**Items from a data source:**
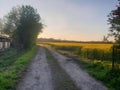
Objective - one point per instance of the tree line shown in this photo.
(22, 24)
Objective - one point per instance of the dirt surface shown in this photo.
(79, 76)
(39, 74)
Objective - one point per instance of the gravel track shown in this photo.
(80, 77)
(39, 76)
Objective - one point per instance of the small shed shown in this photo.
(4, 43)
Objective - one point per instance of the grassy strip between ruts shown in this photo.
(101, 70)
(61, 79)
(11, 75)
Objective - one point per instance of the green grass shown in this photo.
(61, 79)
(11, 68)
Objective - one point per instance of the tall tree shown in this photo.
(114, 21)
(23, 25)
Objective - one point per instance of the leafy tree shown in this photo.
(23, 26)
(114, 21)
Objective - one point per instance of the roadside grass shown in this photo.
(11, 67)
(101, 69)
(61, 79)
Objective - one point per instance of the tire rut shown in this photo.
(80, 77)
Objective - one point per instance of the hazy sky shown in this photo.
(69, 19)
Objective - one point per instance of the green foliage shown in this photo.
(61, 79)
(23, 26)
(13, 69)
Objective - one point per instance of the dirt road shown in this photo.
(40, 77)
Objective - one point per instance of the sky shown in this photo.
(80, 20)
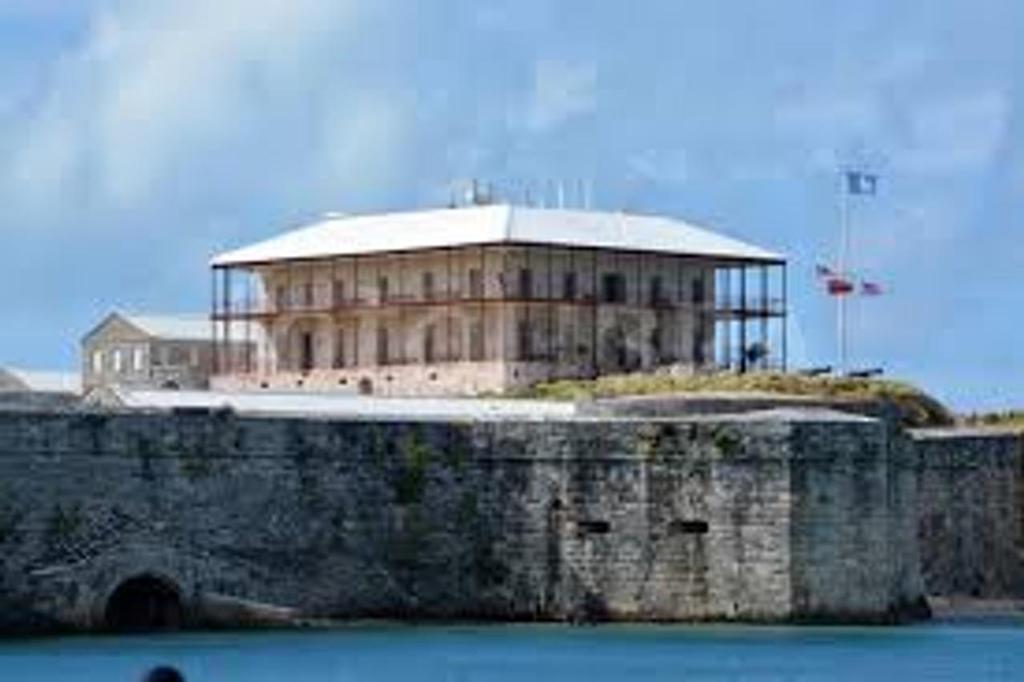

**GIVEN PROBLEM:**
Output every line of the entries above as a JSON list of strings, with one string per line and no blank lines. Leave the pictures out.

**OUTPUT BELOW:**
[
  "Objective - one point per instance of the tree line shown in this photo.",
  "(22, 24)",
  "Objective - one point per instance of the dirt surface shown in this photo.",
  "(79, 76)",
  "(39, 74)",
  "Objective - one point per instance of the gravel track shown in this photo.",
  "(80, 77)",
  "(39, 76)",
  "Objective - one point per instance of the small shed shown in this photo.",
  "(4, 43)",
  "Objective - one point per instance of the grassy strip between ruts shown in this photo.",
  "(101, 70)",
  "(61, 79)",
  "(11, 75)",
  "Objective - one point per instance of the green grass shown in this photo.",
  "(61, 79)",
  "(11, 68)",
  "Objective - one point per instance of the tall tree shown in this photo.",
  "(114, 21)",
  "(23, 25)",
  "Objective - one point per instance of the leafy tree shown in this photo.",
  "(23, 26)",
  "(114, 21)",
  "Objective - one point per instance of the roadside grass shown in this photo.",
  "(11, 67)",
  "(101, 69)",
  "(61, 79)",
  "Objective - one point per instance of the tire rut shown in this photo.",
  "(80, 77)",
  "Objective - one point per instance of the hazy sky shown in this photo.",
  "(69, 19)",
  "Objective - one point per instance of the green foliage shown in this photo.",
  "(61, 79)",
  "(23, 26)",
  "(13, 69)",
  "Objective - one point per instance of the dirt road shown in this photo.",
  "(40, 77)",
  "Objective - one point per instance of the sky shown in this photo.",
  "(80, 20)"
]